● Requirement
Starting at the line that contains "of the column" and ending at the end of the data, switch "dot" to "mark" and write out those lines with nothing else changed. Leave the pictures out of your answer.

● Listed records
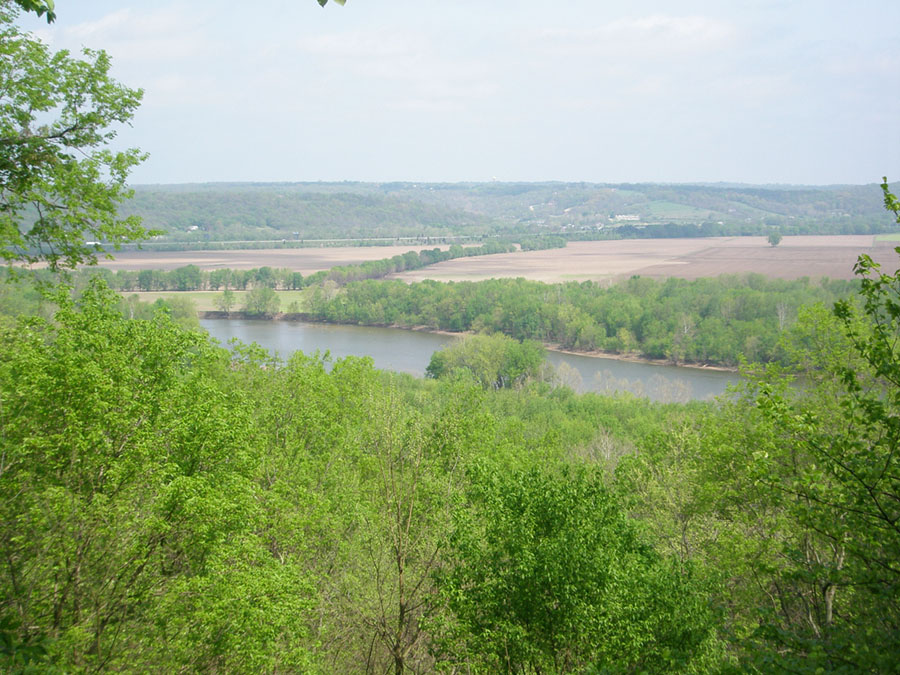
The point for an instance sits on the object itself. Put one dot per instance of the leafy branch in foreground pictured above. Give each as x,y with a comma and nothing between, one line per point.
60,184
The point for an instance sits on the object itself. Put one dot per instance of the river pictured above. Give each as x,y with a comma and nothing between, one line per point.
410,351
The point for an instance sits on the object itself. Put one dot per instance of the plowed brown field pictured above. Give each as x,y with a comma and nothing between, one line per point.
795,257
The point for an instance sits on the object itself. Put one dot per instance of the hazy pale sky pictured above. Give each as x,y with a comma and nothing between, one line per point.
760,91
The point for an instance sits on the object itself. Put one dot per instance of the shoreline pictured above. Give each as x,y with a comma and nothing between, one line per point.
595,354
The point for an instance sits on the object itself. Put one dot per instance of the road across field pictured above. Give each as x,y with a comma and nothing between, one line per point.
827,256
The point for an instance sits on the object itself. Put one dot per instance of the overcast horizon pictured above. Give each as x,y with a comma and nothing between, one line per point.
758,92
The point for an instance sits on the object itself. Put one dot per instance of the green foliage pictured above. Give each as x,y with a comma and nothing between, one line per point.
59,184
716,321
128,509
494,361
39,7
549,575
226,301
262,301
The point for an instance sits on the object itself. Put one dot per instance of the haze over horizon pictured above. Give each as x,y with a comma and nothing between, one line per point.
755,92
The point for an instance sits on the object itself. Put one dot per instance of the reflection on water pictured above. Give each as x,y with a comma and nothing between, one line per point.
410,351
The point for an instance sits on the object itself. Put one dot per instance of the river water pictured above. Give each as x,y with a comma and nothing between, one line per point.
410,351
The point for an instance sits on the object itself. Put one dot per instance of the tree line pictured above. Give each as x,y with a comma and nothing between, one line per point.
168,504
715,321
193,278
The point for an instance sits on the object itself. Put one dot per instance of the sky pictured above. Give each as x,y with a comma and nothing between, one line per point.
753,91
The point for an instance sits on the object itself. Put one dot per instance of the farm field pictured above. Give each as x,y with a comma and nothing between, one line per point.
303,260
205,301
795,257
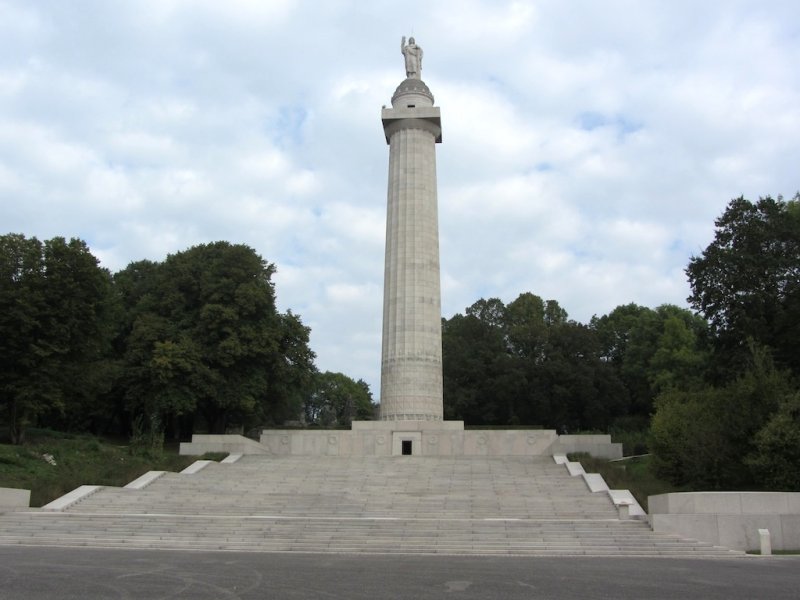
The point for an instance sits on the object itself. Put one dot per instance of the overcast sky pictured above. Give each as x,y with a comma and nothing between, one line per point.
588,145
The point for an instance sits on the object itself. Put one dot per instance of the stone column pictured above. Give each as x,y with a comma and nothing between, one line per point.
411,365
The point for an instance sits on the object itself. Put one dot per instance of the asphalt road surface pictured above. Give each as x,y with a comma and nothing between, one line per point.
63,573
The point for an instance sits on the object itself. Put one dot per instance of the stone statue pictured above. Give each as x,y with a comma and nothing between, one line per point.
413,55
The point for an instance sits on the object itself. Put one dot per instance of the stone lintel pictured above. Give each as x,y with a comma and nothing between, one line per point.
424,117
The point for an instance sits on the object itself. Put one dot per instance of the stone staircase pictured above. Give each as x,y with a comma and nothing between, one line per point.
411,505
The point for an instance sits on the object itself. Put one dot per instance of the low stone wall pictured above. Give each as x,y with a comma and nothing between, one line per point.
11,498
387,438
233,444
598,445
730,519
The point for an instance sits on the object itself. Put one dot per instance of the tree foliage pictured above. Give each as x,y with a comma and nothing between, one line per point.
526,363
337,400
155,347
204,337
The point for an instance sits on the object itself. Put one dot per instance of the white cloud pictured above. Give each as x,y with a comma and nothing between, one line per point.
587,148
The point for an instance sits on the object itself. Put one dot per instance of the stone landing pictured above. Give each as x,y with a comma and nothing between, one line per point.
415,438
408,504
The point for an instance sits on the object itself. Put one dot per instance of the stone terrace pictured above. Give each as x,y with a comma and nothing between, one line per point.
414,505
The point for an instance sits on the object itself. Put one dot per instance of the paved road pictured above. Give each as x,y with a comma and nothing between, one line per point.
38,573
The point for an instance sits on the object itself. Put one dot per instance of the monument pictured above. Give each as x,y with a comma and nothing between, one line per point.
411,414
411,355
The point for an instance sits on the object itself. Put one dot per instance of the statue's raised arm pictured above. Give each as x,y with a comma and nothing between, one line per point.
413,56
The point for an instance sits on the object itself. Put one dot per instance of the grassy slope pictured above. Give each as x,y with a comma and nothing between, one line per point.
80,459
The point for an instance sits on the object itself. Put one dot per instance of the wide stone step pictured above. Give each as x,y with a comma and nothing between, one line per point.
517,506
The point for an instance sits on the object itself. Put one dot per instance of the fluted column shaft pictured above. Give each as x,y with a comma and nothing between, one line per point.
411,366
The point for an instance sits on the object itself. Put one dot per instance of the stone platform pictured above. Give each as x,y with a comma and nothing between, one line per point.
406,504
416,438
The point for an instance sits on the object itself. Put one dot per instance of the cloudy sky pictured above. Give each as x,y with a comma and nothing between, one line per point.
588,146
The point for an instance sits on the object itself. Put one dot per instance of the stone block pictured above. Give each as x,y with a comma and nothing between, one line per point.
14,498
697,527
764,503
741,531
790,532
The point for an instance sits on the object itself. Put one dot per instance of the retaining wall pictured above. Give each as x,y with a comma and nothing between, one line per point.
730,519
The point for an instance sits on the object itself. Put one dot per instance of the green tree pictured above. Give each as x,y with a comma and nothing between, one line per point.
701,437
205,338
338,400
54,307
652,350
775,460
747,281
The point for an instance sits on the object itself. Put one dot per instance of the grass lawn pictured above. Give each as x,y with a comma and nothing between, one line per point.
632,474
79,459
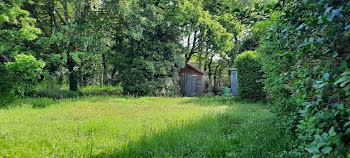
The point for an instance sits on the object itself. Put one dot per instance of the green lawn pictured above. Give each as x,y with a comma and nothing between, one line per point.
139,127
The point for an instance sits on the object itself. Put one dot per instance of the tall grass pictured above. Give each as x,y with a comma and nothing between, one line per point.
140,127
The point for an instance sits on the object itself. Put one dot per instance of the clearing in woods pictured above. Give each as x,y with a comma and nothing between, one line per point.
140,127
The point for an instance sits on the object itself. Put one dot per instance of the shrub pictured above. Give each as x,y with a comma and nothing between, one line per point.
306,60
249,76
18,77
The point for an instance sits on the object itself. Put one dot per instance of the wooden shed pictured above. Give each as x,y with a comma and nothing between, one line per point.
192,81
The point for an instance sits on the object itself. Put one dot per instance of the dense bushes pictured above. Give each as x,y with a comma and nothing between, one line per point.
150,59
249,76
306,60
20,75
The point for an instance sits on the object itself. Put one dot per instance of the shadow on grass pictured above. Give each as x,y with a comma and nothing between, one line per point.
231,134
218,101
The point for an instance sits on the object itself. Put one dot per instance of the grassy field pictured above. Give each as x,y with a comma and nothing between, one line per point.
139,127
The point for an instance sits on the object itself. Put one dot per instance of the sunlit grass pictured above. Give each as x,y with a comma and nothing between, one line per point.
138,127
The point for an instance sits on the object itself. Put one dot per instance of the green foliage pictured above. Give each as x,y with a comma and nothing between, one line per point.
25,72
16,27
149,57
19,77
56,93
249,76
306,61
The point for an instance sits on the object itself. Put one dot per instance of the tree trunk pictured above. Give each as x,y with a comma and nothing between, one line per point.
73,77
105,70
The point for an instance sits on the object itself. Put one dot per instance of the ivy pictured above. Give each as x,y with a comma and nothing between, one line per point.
306,62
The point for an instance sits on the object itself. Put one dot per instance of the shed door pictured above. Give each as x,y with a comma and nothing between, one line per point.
191,85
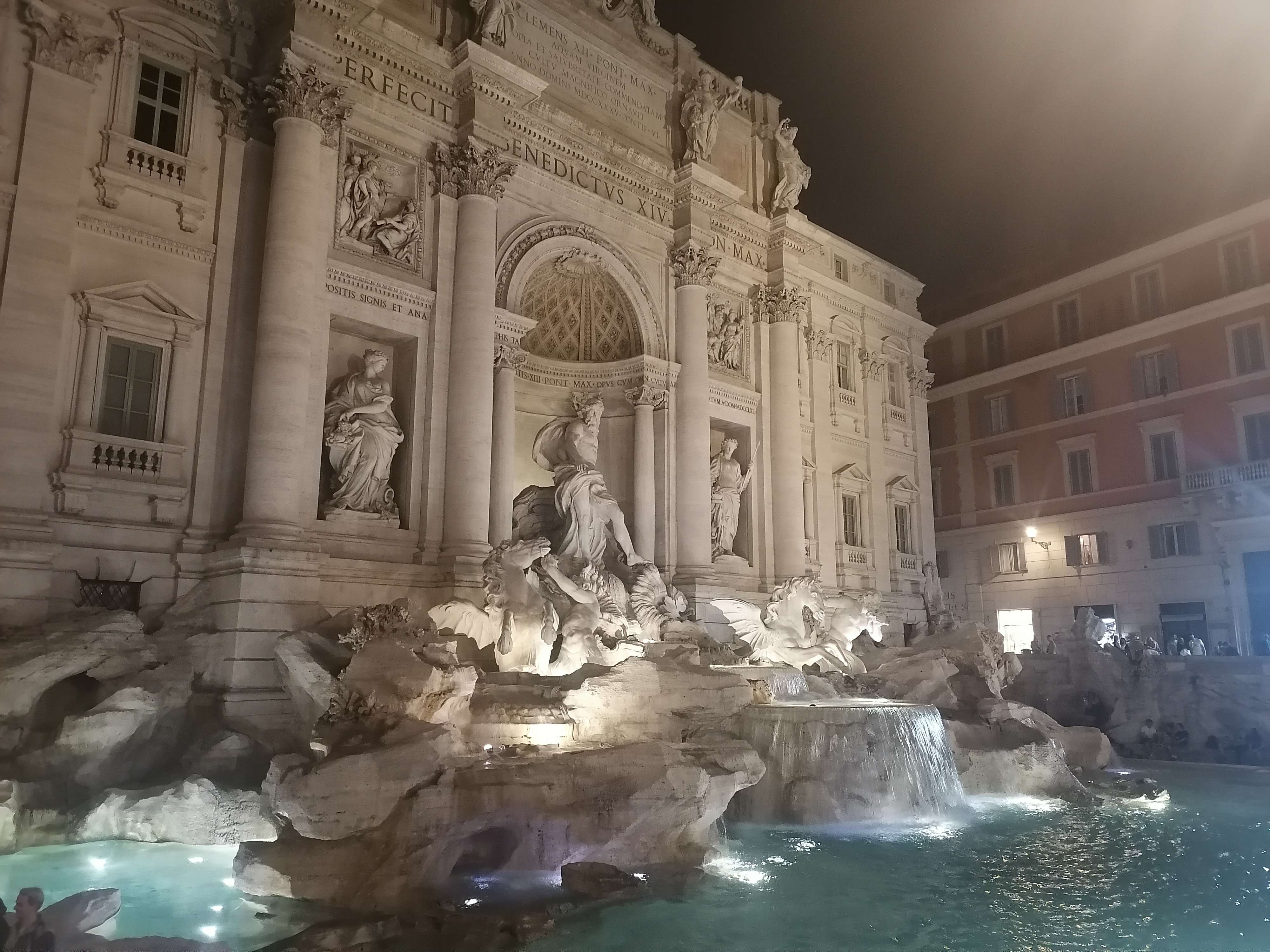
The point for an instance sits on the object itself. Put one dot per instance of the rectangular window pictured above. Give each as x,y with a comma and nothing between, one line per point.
1076,395
1004,486
1239,266
1174,539
1149,295
130,390
904,538
1067,317
1257,436
845,379
1009,558
999,414
995,346
1249,354
1164,456
1089,549
161,98
852,522
895,385
1080,472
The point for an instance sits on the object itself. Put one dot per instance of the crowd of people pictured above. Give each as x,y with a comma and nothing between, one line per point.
25,930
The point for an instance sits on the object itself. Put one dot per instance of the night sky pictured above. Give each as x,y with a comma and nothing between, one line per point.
987,147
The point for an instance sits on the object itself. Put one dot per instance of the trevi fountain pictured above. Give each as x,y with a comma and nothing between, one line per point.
558,644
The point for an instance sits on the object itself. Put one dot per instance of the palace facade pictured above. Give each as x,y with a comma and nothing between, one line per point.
290,290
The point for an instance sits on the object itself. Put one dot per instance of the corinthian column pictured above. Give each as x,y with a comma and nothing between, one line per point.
507,362
477,178
309,112
646,399
783,309
694,270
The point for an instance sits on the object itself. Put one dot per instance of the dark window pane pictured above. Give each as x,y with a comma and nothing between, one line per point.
144,129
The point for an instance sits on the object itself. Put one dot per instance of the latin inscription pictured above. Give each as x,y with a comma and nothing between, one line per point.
590,76
590,182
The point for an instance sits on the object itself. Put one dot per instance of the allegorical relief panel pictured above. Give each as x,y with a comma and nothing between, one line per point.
378,214
727,342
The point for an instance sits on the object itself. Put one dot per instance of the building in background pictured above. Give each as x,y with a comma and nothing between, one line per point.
1104,441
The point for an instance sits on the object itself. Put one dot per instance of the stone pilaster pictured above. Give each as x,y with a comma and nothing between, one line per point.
36,322
783,309
646,400
502,484
477,177
694,268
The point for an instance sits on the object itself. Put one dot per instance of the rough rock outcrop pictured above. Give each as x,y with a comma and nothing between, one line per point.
631,805
354,793
194,812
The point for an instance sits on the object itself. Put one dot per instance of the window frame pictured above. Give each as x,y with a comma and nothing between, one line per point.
1159,271
1059,322
1250,238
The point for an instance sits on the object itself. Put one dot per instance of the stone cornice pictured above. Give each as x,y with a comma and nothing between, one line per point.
62,43
472,171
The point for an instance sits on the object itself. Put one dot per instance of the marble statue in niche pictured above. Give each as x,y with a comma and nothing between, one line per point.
728,483
796,175
726,338
699,116
495,18
570,449
363,436
378,213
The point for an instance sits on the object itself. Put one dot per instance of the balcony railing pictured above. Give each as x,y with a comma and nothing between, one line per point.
1226,477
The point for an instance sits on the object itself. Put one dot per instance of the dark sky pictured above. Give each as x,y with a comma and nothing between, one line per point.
993,145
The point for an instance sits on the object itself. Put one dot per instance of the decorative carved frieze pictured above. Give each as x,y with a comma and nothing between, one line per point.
62,43
820,345
472,171
693,265
780,305
509,359
300,93
647,395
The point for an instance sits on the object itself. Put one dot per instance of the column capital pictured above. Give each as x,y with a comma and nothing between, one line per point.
300,93
780,305
693,265
62,41
509,359
820,343
648,395
472,171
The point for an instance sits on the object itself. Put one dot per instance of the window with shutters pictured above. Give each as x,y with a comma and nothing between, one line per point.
159,106
1239,265
130,390
846,379
1174,539
1067,322
995,346
1086,549
1149,294
904,530
1164,456
1257,436
1004,486
1009,558
1248,350
852,535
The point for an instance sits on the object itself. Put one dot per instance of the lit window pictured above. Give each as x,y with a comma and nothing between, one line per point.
130,390
161,97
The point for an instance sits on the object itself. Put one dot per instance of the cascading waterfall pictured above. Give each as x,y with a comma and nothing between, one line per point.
848,761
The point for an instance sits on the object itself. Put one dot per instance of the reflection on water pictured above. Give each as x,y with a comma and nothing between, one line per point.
1009,874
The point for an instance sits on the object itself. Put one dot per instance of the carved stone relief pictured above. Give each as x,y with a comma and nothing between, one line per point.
378,213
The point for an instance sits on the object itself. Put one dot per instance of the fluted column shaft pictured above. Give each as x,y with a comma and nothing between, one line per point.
694,268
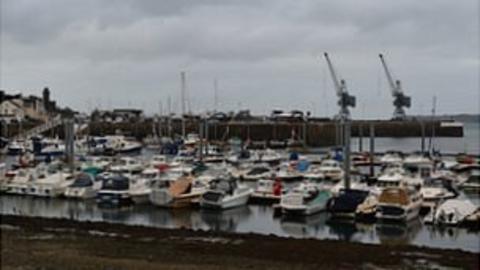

● Output for this exercise
The point for an instance sits on the object itself. Put one mark per instance of the column capital pictured above. Give each as x,y with a comma and nothing between, one line per point.
300,93
780,305
693,265
62,41
509,359
820,343
648,395
472,171
The point for an instance sits on the object itself. Put one mark per instance of the window with shutters pictured above. Give each as x,y with a comma and nothing between, one line per point.
159,106
1239,265
130,390
846,379
1174,539
1067,322
995,346
1086,549
1149,294
904,530
1164,456
1257,436
1004,486
1009,558
1248,350
852,535
The point for an instance sits on the object itself. Put one mark per instance of the lit window pictured above. Give each as x,y with a comma and nothing between, one line per point.
130,390
161,97
The point for an instance sits on the object itself. Put one mark per instance of the cascading waterfall pictured above. Give each as x,y with a comma and nothing between, one line per point.
848,761
The point for an instance sits on the object itself. Put one mark per instance of the reflection on water pictured above. Give each as x,y with a comma and nothing between, one line per point.
1009,874
The point for an instance sits on the object itself. Put one mark per instance of the carved stone relief pictured above. Give each as x,y with a comma and nothing between, one line per point.
378,213
The point for an instance sits on the object itself. Put one mark per instance of the fluted column shaft pictured above. Give each as x,y with a comma and nothing between, one line per point.
694,268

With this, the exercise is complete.